■ **Prompt**: Everything in the data gets repeated exactly, except for the pictures.
- - -
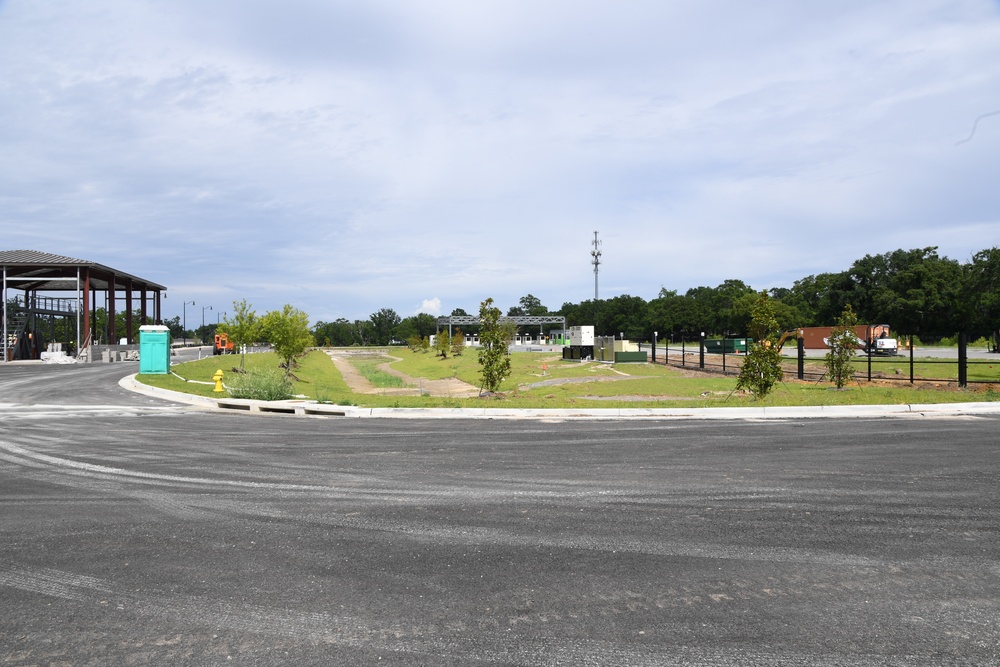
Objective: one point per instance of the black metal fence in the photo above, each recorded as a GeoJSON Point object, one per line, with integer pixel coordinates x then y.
{"type": "Point", "coordinates": [965, 371]}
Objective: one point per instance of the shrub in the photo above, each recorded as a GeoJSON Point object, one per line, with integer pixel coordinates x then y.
{"type": "Point", "coordinates": [261, 384]}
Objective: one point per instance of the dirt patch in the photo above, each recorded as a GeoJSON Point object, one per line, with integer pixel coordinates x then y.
{"type": "Point", "coordinates": [447, 388]}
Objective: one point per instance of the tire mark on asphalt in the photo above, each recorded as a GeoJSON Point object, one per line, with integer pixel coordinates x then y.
{"type": "Point", "coordinates": [435, 640]}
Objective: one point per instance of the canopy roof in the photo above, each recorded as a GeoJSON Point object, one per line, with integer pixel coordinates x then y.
{"type": "Point", "coordinates": [42, 271]}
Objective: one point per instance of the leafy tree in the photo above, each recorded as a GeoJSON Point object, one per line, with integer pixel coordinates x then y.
{"type": "Point", "coordinates": [243, 329]}
{"type": "Point", "coordinates": [761, 368]}
{"type": "Point", "coordinates": [287, 331]}
{"type": "Point", "coordinates": [457, 343]}
{"type": "Point", "coordinates": [384, 324]}
{"type": "Point", "coordinates": [627, 315]}
{"type": "Point", "coordinates": [981, 293]}
{"type": "Point", "coordinates": [493, 357]}
{"type": "Point", "coordinates": [843, 342]}
{"type": "Point", "coordinates": [364, 332]}
{"type": "Point", "coordinates": [339, 333]}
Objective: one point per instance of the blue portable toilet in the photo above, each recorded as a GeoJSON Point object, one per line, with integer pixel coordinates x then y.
{"type": "Point", "coordinates": [154, 349]}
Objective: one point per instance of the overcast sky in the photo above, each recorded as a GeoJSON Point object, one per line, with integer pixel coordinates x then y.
{"type": "Point", "coordinates": [424, 155]}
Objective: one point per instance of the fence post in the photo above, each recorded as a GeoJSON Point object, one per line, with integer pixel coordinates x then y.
{"type": "Point", "coordinates": [963, 360]}
{"type": "Point", "coordinates": [868, 347]}
{"type": "Point", "coordinates": [911, 358]}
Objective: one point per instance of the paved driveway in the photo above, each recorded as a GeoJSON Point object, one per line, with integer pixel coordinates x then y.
{"type": "Point", "coordinates": [135, 531]}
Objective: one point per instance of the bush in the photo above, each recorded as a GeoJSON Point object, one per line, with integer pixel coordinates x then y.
{"type": "Point", "coordinates": [261, 384]}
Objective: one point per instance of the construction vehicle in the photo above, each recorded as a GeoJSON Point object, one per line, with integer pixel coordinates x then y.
{"type": "Point", "coordinates": [874, 336]}
{"type": "Point", "coordinates": [223, 345]}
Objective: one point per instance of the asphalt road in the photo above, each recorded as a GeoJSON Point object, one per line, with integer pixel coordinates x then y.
{"type": "Point", "coordinates": [136, 531]}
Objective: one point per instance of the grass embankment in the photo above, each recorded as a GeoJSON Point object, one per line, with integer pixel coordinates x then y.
{"type": "Point", "coordinates": [543, 380]}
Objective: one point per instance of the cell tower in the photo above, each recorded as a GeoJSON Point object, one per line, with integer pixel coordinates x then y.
{"type": "Point", "coordinates": [596, 261]}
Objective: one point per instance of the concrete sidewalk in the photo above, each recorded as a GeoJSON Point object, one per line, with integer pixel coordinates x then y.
{"type": "Point", "coordinates": [311, 408]}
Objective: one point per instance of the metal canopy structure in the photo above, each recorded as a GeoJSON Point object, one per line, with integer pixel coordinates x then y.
{"type": "Point", "coordinates": [537, 320]}
{"type": "Point", "coordinates": [38, 273]}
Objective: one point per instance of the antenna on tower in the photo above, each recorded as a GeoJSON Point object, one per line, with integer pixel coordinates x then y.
{"type": "Point", "coordinates": [596, 261]}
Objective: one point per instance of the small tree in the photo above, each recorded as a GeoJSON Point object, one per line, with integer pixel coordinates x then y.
{"type": "Point", "coordinates": [287, 331]}
{"type": "Point", "coordinates": [442, 343]}
{"type": "Point", "coordinates": [761, 368]}
{"type": "Point", "coordinates": [457, 343]}
{"type": "Point", "coordinates": [493, 357]}
{"type": "Point", "coordinates": [243, 329]}
{"type": "Point", "coordinates": [843, 342]}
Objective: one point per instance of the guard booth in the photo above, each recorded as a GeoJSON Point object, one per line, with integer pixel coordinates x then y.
{"type": "Point", "coordinates": [154, 349]}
- - -
■ **Reply to the exercise**:
Objective: one point per instance of the black metal fence in the photo above, each recorded as a GeoJSON Point object, one per line, with integer pixel coordinates x then y.
{"type": "Point", "coordinates": [965, 371]}
Objective: one point per instance of the shrub in the photo above, each recorded as a GeoJSON Point object, one per line, with integer pixel coordinates x then y.
{"type": "Point", "coordinates": [261, 384]}
Objective: one point per instance of the dirt patch in the photo above, each recorded as a GeoJSON Point object, one per line, with integer pixel coordinates x then y.
{"type": "Point", "coordinates": [447, 388]}
Objective: one point per instance of the tire mark on asphalt in the photo above, each recorded as a GeoJSON Point object, one per line, with integer pixel coordinates x then y.
{"type": "Point", "coordinates": [435, 640]}
Objective: one point per instance of the canopy roof in the photo above, each recorded as a GeoJSON Point object, one per line, with integer pixel coordinates x then y.
{"type": "Point", "coordinates": [42, 271]}
Objective: one point per instance of the leafy tree in the photo above, each recorded as a GeoJSON Point object, one per line, with integer pixel coordinates x then y.
{"type": "Point", "coordinates": [243, 329]}
{"type": "Point", "coordinates": [761, 368]}
{"type": "Point", "coordinates": [287, 331]}
{"type": "Point", "coordinates": [457, 343]}
{"type": "Point", "coordinates": [384, 324]}
{"type": "Point", "coordinates": [627, 315]}
{"type": "Point", "coordinates": [981, 293]}
{"type": "Point", "coordinates": [493, 357]}
{"type": "Point", "coordinates": [843, 342]}
{"type": "Point", "coordinates": [364, 332]}
{"type": "Point", "coordinates": [339, 333]}
Objective: one point per instance of the blue portable toilet in the photo above, each recorded as a GeoJSON Point object, one per line, with integer pixel coordinates x then y.
{"type": "Point", "coordinates": [154, 349]}
Objective: one point per instance of the overcast sky in the photo above, each recorded as a GeoJSON Point object, one per line, with integer pixel coordinates x then y.
{"type": "Point", "coordinates": [424, 155]}
Objective: one point per instance of the fence post in the photo above, each recorded as a GeoJSON Point object, one per line, with integer pixel coordinates x then y.
{"type": "Point", "coordinates": [963, 360]}
{"type": "Point", "coordinates": [868, 347]}
{"type": "Point", "coordinates": [911, 358]}
Objective: one point per instance of the paved driveway in the photo above, each recorded as a GeoJSON Point object, one per line, with integer pixel coordinates x then y.
{"type": "Point", "coordinates": [135, 531]}
Objective: one point per instance of the bush in the photo above, each recorded as a GeoJSON Point object, one per line, with integer pixel coordinates x then y.
{"type": "Point", "coordinates": [261, 384]}
Objective: one point per instance of the construction vehicle in the photo above, each recorded as a GeoJSON Point object, one per line, with integer pixel coordinates x then y.
{"type": "Point", "coordinates": [874, 336]}
{"type": "Point", "coordinates": [223, 345]}
Objective: one point per instance of the asphalt road in the photo above, each recorded as a GeoJSON Point object, one per line, with integer pixel coordinates x then y.
{"type": "Point", "coordinates": [136, 531]}
Objective: one point per instance of the grass embankment in the photo above, each recorded as a GeoJSON Point object, one per line, with integer pixel coordinates x then y.
{"type": "Point", "coordinates": [543, 380]}
Objective: one point per instance of the cell tower in the photo above, each recorded as a GeoJSON Point object, one per line, with integer pixel coordinates x then y.
{"type": "Point", "coordinates": [596, 261]}
Objective: one point per instance of the concrete sidewalk in the photo above, each recorded as a GeoJSON Point object, one per line, with integer pixel coordinates x then y.
{"type": "Point", "coordinates": [311, 408]}
Objective: one point per instance of the metal canopy structure in the photo above, each recorded as a GeoJSON Point object, one per line, with integer pixel coordinates x then y.
{"type": "Point", "coordinates": [537, 320]}
{"type": "Point", "coordinates": [38, 273]}
Objective: one point per instance of the antenna on tower in the photo above, each recorded as a GeoJSON Point object, one per line, with integer pixel coordinates x then y.
{"type": "Point", "coordinates": [596, 261]}
Objective: one point per instance of the small tree in the photo above, each recorded as a GeoJSON Point object, one per line, with integer pixel coordinates x then y.
{"type": "Point", "coordinates": [287, 331]}
{"type": "Point", "coordinates": [442, 343]}
{"type": "Point", "coordinates": [761, 368]}
{"type": "Point", "coordinates": [457, 343]}
{"type": "Point", "coordinates": [493, 357]}
{"type": "Point", "coordinates": [243, 329]}
{"type": "Point", "coordinates": [843, 342]}
Objective: one point per instance of the guard booth in the photo above, each recorded as a GeoJSON Point object, one per line, with integer pixel coordinates x then y.
{"type": "Point", "coordinates": [154, 349]}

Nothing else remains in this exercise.